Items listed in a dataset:
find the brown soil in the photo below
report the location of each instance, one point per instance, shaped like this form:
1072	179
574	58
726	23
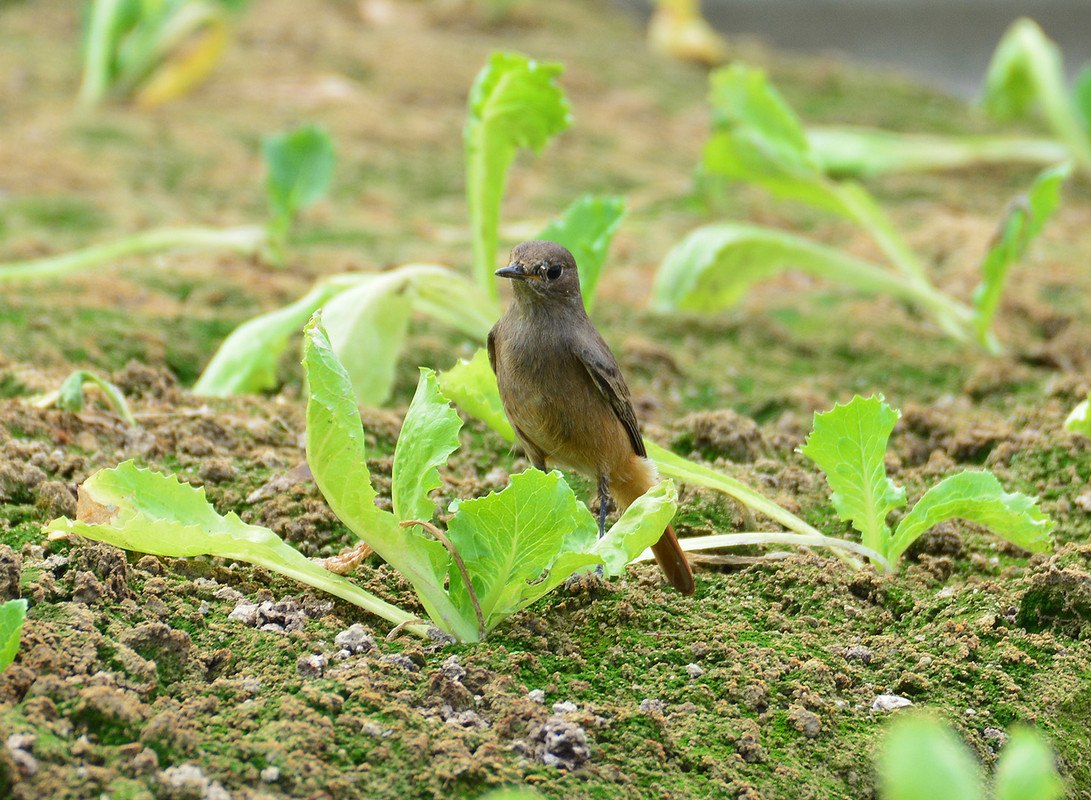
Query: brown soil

WHAT THE TASK ASKS:
Please copy out every entry above word for word, leaving the pictures out.

RESPONSE TO THIS TASK:
find the brown soil in the photo below
report the location of each instance, one point per instance, shaped like this form:
1072	179
574	58
726	23
Query: brown soil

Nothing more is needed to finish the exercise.